====== Given entries

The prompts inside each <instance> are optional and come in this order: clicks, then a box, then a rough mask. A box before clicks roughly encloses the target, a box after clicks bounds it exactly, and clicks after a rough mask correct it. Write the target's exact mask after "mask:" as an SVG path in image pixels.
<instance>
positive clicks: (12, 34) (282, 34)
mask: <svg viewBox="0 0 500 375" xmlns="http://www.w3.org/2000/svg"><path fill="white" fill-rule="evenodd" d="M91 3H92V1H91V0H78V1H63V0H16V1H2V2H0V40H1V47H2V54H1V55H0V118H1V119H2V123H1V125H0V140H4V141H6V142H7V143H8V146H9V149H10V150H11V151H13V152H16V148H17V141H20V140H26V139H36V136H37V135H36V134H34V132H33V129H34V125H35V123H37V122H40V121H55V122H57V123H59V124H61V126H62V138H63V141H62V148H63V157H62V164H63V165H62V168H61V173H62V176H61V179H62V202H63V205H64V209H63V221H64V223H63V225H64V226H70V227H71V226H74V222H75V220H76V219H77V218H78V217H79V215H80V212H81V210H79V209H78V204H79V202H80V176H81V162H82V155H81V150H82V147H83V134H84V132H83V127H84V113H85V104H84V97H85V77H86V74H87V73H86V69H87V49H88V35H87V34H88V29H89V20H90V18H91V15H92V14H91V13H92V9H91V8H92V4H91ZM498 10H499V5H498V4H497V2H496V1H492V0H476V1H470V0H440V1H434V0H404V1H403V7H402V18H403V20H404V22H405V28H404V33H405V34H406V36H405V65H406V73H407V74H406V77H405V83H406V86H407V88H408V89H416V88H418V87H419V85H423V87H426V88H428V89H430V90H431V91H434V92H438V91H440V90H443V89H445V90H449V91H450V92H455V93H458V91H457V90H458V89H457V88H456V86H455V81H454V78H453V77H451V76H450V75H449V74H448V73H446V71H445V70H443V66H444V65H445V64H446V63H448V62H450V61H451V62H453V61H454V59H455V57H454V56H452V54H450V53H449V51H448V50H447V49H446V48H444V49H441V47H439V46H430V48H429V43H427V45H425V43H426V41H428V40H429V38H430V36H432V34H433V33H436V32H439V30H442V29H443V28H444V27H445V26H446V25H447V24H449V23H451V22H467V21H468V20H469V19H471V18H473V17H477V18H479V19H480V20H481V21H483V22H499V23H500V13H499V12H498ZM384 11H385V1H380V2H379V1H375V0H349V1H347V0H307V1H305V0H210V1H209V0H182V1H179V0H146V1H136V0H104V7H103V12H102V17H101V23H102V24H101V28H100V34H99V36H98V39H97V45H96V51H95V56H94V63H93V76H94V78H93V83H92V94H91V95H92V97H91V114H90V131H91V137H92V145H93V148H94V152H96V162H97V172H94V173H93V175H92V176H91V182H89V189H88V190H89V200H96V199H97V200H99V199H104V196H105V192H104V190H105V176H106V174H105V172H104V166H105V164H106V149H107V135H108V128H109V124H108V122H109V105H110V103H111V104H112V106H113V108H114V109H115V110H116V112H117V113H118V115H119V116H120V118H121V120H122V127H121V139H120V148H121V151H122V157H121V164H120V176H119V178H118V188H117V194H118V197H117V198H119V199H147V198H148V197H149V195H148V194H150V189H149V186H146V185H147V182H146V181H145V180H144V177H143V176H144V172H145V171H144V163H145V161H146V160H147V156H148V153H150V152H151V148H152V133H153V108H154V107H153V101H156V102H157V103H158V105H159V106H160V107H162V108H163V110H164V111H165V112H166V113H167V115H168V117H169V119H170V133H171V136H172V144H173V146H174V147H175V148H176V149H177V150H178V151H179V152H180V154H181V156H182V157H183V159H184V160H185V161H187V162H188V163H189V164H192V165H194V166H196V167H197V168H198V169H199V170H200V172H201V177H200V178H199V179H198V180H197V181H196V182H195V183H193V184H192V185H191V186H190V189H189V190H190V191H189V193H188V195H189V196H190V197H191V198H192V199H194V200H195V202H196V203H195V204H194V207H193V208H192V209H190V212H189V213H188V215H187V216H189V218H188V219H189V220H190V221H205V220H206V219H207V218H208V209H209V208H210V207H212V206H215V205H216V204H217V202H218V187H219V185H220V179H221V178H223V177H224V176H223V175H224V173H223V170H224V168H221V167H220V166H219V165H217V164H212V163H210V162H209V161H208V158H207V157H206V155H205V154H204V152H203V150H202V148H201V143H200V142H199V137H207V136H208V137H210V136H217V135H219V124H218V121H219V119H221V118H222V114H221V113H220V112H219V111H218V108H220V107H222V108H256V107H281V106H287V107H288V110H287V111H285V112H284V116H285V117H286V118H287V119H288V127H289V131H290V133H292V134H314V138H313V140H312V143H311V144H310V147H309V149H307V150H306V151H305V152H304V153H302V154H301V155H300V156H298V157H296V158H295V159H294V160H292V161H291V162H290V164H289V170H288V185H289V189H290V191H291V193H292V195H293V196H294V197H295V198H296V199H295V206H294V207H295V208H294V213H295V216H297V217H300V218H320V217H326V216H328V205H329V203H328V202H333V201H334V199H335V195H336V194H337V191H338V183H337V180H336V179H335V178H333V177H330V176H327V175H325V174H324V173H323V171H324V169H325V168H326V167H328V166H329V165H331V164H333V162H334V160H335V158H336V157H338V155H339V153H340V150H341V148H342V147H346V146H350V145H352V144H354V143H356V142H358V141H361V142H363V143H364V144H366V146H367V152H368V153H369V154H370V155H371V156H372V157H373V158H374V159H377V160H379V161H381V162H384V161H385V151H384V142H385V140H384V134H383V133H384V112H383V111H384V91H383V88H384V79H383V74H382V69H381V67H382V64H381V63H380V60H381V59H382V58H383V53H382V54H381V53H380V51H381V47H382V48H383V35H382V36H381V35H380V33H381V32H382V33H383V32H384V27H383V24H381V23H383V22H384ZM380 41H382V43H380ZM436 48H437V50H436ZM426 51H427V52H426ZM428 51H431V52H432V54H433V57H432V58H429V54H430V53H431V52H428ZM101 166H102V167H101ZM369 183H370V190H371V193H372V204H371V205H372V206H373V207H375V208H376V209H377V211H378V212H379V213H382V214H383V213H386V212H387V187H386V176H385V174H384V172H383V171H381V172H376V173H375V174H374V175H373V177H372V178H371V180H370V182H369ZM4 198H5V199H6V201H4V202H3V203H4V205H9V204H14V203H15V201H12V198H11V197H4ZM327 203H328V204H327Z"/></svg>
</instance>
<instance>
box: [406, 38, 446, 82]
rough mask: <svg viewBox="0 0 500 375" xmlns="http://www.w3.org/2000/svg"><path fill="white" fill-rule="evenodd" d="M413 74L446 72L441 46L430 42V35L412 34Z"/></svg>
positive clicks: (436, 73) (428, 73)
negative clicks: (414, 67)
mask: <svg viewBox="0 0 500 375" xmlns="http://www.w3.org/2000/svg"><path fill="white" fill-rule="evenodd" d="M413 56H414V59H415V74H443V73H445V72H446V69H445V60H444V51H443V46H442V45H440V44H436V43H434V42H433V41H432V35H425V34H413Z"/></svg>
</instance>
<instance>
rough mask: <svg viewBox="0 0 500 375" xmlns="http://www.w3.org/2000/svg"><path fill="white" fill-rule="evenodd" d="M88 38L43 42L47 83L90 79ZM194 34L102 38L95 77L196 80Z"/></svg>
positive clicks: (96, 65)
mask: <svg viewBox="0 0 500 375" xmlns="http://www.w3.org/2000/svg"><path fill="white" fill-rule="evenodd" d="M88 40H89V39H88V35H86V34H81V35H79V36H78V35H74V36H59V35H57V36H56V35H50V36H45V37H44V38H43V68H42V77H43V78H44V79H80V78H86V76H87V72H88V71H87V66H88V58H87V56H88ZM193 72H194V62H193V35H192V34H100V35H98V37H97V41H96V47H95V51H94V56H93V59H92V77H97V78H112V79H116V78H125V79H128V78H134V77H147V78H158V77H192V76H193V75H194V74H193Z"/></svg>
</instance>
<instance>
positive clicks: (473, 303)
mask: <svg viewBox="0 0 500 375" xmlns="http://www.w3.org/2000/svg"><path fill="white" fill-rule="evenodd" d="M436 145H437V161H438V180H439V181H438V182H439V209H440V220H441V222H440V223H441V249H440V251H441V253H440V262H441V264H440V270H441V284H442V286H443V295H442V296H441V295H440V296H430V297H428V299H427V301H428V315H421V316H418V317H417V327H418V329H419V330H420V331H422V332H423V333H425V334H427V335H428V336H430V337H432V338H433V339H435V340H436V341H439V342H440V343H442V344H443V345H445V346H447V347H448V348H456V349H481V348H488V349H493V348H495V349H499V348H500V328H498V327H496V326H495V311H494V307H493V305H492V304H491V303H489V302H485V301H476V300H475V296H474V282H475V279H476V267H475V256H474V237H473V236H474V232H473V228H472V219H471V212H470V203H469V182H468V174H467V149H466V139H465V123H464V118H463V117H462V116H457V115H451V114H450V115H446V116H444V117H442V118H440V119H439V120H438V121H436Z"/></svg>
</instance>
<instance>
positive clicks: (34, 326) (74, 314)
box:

============

= Work required =
Report every line of the rows above that contains the string "rough", treating uppercase and lowercase as different.

= Exercise output =
The prompts inside each <instance> are optional and come in this order: clicks, then a box, then a rough mask. A box before clicks roughly encloses the target, a box after clicks bounds it exactly, and clicks after a rough mask correct it. Write the target's exact mask after "mask:" as an SVG path in image pixels.
rough mask: <svg viewBox="0 0 500 375" xmlns="http://www.w3.org/2000/svg"><path fill="white" fill-rule="evenodd" d="M413 74L446 72L441 46L430 42V35L412 34Z"/></svg>
rough mask: <svg viewBox="0 0 500 375" xmlns="http://www.w3.org/2000/svg"><path fill="white" fill-rule="evenodd" d="M88 38L43 42L47 83L90 79ZM194 34L102 38L95 77L196 80Z"/></svg>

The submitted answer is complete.